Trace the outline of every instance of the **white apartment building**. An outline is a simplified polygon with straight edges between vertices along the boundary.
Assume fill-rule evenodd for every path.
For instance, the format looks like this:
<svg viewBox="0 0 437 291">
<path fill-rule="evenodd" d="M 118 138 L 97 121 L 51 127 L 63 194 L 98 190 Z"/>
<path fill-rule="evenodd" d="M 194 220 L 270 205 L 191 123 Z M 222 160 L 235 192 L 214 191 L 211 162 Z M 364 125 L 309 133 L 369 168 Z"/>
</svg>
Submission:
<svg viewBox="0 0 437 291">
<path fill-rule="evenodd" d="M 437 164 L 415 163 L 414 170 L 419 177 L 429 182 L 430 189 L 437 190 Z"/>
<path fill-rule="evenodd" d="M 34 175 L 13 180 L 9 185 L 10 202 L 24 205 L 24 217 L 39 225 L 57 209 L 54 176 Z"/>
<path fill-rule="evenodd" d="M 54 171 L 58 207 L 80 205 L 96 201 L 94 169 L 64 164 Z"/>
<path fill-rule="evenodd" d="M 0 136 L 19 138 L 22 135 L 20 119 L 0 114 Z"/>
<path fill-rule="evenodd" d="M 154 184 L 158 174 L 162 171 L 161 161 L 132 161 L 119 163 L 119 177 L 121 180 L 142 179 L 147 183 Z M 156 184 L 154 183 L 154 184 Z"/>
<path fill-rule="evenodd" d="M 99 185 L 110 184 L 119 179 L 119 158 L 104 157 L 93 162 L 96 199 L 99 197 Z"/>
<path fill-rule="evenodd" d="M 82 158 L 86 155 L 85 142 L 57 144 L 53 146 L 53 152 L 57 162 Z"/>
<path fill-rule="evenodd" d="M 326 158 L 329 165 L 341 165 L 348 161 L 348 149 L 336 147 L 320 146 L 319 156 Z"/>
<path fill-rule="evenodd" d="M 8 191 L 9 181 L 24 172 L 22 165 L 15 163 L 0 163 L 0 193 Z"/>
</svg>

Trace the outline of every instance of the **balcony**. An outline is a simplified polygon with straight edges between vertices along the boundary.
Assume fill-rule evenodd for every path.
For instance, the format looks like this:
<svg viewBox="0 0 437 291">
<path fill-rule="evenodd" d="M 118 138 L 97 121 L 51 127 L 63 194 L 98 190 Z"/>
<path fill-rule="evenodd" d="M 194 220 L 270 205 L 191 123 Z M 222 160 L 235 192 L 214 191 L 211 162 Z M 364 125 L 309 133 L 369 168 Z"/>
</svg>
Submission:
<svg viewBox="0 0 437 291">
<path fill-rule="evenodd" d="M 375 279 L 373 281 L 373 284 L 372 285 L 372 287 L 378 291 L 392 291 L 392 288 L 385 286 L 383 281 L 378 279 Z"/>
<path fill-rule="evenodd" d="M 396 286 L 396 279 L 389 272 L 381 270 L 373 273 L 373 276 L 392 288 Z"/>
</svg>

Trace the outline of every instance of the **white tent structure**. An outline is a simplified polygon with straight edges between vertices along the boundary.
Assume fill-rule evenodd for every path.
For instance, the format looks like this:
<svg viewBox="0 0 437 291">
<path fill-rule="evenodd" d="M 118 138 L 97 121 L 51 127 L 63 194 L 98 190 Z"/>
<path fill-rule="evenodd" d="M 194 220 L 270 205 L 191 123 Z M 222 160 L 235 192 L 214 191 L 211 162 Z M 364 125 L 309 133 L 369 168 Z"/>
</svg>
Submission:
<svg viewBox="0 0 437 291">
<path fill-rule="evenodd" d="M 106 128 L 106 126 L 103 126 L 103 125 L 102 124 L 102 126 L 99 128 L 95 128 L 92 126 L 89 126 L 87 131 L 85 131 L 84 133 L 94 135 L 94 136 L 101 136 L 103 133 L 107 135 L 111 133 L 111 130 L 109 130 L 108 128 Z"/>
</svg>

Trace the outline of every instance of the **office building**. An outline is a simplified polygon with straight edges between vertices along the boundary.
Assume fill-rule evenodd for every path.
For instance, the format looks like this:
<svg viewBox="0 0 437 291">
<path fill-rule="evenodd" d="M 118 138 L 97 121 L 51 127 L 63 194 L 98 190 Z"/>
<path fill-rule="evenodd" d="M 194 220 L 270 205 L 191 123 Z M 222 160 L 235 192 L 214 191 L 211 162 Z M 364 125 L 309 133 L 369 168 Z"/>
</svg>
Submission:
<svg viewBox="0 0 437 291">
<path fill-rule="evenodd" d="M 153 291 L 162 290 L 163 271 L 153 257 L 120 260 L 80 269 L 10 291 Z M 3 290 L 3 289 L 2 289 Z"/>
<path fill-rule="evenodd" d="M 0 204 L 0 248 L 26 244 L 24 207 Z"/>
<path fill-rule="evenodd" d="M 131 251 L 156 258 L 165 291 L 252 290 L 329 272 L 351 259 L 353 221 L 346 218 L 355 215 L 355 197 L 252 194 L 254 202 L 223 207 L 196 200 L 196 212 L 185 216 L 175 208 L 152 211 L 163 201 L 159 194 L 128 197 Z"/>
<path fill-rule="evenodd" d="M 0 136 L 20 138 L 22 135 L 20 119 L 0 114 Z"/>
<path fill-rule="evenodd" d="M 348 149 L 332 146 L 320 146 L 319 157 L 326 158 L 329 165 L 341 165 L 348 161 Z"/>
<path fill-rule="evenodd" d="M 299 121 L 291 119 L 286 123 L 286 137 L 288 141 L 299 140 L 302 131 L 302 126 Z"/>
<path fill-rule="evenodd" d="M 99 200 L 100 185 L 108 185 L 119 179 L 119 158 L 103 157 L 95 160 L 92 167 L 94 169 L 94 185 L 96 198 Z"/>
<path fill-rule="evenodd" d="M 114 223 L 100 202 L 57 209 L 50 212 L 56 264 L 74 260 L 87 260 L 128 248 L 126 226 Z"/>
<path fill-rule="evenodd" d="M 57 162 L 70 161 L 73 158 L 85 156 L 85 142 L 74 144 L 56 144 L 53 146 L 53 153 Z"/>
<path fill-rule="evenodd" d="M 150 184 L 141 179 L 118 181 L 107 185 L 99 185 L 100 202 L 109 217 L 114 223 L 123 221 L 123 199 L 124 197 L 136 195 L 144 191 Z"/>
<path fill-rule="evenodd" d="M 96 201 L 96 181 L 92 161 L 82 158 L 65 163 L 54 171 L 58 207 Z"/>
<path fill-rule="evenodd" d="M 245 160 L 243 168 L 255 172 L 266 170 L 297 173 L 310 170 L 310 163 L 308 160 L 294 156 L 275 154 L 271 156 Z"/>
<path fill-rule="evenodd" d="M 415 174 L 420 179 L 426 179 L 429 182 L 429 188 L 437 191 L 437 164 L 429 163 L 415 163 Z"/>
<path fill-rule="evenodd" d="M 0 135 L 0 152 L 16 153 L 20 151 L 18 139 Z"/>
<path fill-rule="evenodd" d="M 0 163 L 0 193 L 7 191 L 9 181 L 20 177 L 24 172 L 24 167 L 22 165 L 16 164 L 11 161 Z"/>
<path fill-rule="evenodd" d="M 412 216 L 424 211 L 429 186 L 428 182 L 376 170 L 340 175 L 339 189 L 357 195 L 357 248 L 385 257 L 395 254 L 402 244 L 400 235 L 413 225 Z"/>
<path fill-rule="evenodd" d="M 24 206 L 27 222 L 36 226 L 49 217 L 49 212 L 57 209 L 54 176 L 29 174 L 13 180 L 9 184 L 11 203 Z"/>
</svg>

## Your objective
Rewrite all of the lines above with "simplified polygon" changed to "rough polygon" and everything else left the same.

## Full solution
Trace the outline of every instance of the **white apartment building**. An outline is a rough polygon with straight edges between vertices along the boundary.
Assume fill-rule evenodd for every path.
For instance, the format looks like this:
<svg viewBox="0 0 437 291">
<path fill-rule="evenodd" d="M 118 138 L 97 121 L 51 127 L 63 194 L 98 190 Z"/>
<path fill-rule="evenodd" d="M 194 220 L 270 205 L 191 123 Z M 222 160 L 235 192 L 214 191 L 211 162 Z M 364 125 L 309 133 L 369 168 Z"/>
</svg>
Submission:
<svg viewBox="0 0 437 291">
<path fill-rule="evenodd" d="M 437 164 L 415 163 L 414 170 L 419 177 L 429 182 L 430 189 L 437 190 Z"/>
<path fill-rule="evenodd" d="M 34 175 L 13 180 L 9 185 L 10 202 L 24 205 L 24 217 L 39 225 L 57 209 L 54 176 Z"/>
<path fill-rule="evenodd" d="M 54 171 L 58 207 L 80 205 L 96 201 L 94 169 L 64 164 Z"/>
<path fill-rule="evenodd" d="M 0 136 L 19 138 L 22 135 L 20 119 L 0 114 Z"/>
<path fill-rule="evenodd" d="M 154 184 L 158 174 L 162 171 L 161 161 L 132 161 L 119 163 L 119 177 L 121 180 L 142 179 L 147 183 Z M 156 184 L 154 183 L 154 184 Z"/>
<path fill-rule="evenodd" d="M 99 185 L 110 184 L 119 179 L 119 158 L 104 157 L 93 162 L 96 199 L 99 197 Z"/>
<path fill-rule="evenodd" d="M 82 158 L 86 155 L 85 142 L 57 144 L 53 146 L 53 152 L 57 162 Z"/>
<path fill-rule="evenodd" d="M 326 158 L 329 165 L 341 165 L 348 161 L 348 149 L 336 147 L 320 146 L 319 156 Z"/>
<path fill-rule="evenodd" d="M 8 191 L 9 181 L 24 172 L 22 165 L 15 163 L 0 163 L 0 193 Z"/>
</svg>

Trace the outline of every instance of the **balcony**. An outline is a rough polygon with straight edges between vertices along the boundary.
Assume fill-rule evenodd for every path.
For instance, the format looks like this:
<svg viewBox="0 0 437 291">
<path fill-rule="evenodd" d="M 118 138 L 97 121 L 51 127 L 63 194 L 98 190 Z"/>
<path fill-rule="evenodd" d="M 194 220 L 270 205 L 191 123 Z M 222 160 L 235 192 L 214 191 L 211 162 Z M 364 125 L 309 133 L 369 168 Z"/>
</svg>
Submission:
<svg viewBox="0 0 437 291">
<path fill-rule="evenodd" d="M 375 279 L 373 281 L 373 284 L 372 285 L 372 287 L 378 291 L 392 291 L 392 288 L 385 286 L 383 281 L 378 279 Z"/>
<path fill-rule="evenodd" d="M 396 286 L 396 279 L 389 272 L 381 270 L 373 273 L 373 276 L 392 288 Z"/>
</svg>

Trace the outline of every instance of the **white tent structure**. An outline is a rough polygon with straight edges between vertices along the boundary.
Assume fill-rule evenodd for every path.
For instance, the format looks like this:
<svg viewBox="0 0 437 291">
<path fill-rule="evenodd" d="M 118 138 L 97 121 L 51 127 L 63 194 L 98 190 Z"/>
<path fill-rule="evenodd" d="M 194 220 L 270 205 L 191 123 Z M 222 160 L 235 192 L 214 191 L 211 162 Z M 364 125 L 309 133 L 369 168 Z"/>
</svg>
Submission:
<svg viewBox="0 0 437 291">
<path fill-rule="evenodd" d="M 106 128 L 106 126 L 103 126 L 103 125 L 102 124 L 102 126 L 99 128 L 95 128 L 92 126 L 89 126 L 87 131 L 85 131 L 84 133 L 94 135 L 94 136 L 101 136 L 103 133 L 107 135 L 111 133 L 111 130 L 109 130 L 108 128 Z"/>
</svg>

Trace the outline of every instance of the **office building**. An outline is a rough polygon with straight edges between vertices along the boundary.
Assume fill-rule evenodd for every path.
For instance, the format looks like this:
<svg viewBox="0 0 437 291">
<path fill-rule="evenodd" d="M 118 138 L 97 121 L 51 127 L 63 194 L 98 190 Z"/>
<path fill-rule="evenodd" d="M 194 220 L 270 205 L 191 123 Z M 222 160 L 235 192 L 214 191 L 211 162 Z M 364 125 L 309 133 L 369 168 Z"/>
</svg>
Submission:
<svg viewBox="0 0 437 291">
<path fill-rule="evenodd" d="M 153 291 L 162 290 L 163 271 L 153 257 L 120 260 L 80 269 L 10 291 Z M 3 290 L 3 289 L 2 289 Z"/>
<path fill-rule="evenodd" d="M 0 204 L 0 248 L 26 244 L 24 207 Z"/>
<path fill-rule="evenodd" d="M 131 251 L 156 258 L 165 291 L 252 290 L 329 272 L 351 259 L 353 221 L 346 218 L 355 215 L 355 197 L 252 194 L 254 202 L 223 207 L 196 200 L 196 212 L 185 216 L 175 208 L 152 211 L 163 201 L 159 194 L 128 197 Z"/>
<path fill-rule="evenodd" d="M 0 136 L 20 138 L 22 135 L 20 119 L 0 114 Z"/>
<path fill-rule="evenodd" d="M 348 149 L 332 146 L 320 146 L 319 157 L 326 158 L 329 165 L 341 165 L 348 161 Z"/>
<path fill-rule="evenodd" d="M 299 121 L 291 119 L 286 123 L 286 137 L 288 141 L 299 140 L 302 131 L 302 126 Z"/>
<path fill-rule="evenodd" d="M 99 200 L 100 185 L 108 185 L 119 179 L 119 158 L 103 157 L 95 160 L 92 167 L 94 169 L 94 185 L 96 198 Z"/>
<path fill-rule="evenodd" d="M 114 223 L 100 202 L 57 209 L 50 212 L 56 264 L 74 260 L 87 260 L 128 248 L 126 226 Z"/>
<path fill-rule="evenodd" d="M 57 162 L 70 161 L 73 158 L 85 156 L 85 142 L 74 144 L 56 144 L 53 146 L 53 153 Z"/>
<path fill-rule="evenodd" d="M 150 184 L 141 179 L 118 181 L 107 185 L 99 185 L 100 202 L 109 217 L 114 223 L 123 221 L 123 199 L 124 197 L 136 195 L 144 191 Z"/>
<path fill-rule="evenodd" d="M 96 201 L 96 181 L 92 161 L 82 158 L 65 163 L 54 171 L 58 207 Z"/>
<path fill-rule="evenodd" d="M 245 160 L 243 168 L 255 172 L 266 170 L 297 173 L 310 170 L 310 163 L 308 160 L 294 156 L 275 154 L 271 156 Z"/>
<path fill-rule="evenodd" d="M 415 174 L 420 179 L 426 179 L 429 182 L 429 188 L 437 191 L 437 164 L 429 163 L 415 163 Z"/>
<path fill-rule="evenodd" d="M 0 135 L 0 152 L 16 153 L 20 151 L 18 139 Z"/>
<path fill-rule="evenodd" d="M 0 163 L 0 193 L 7 191 L 9 181 L 20 177 L 24 172 L 24 167 L 22 165 L 16 164 L 11 161 Z"/>
<path fill-rule="evenodd" d="M 412 216 L 424 211 L 429 186 L 428 182 L 376 170 L 340 175 L 339 189 L 357 195 L 357 248 L 385 257 L 395 254 L 402 244 L 400 235 L 413 225 Z"/>
<path fill-rule="evenodd" d="M 24 206 L 27 222 L 36 226 L 49 217 L 49 212 L 57 209 L 54 176 L 29 174 L 13 180 L 9 184 L 11 203 Z"/>
</svg>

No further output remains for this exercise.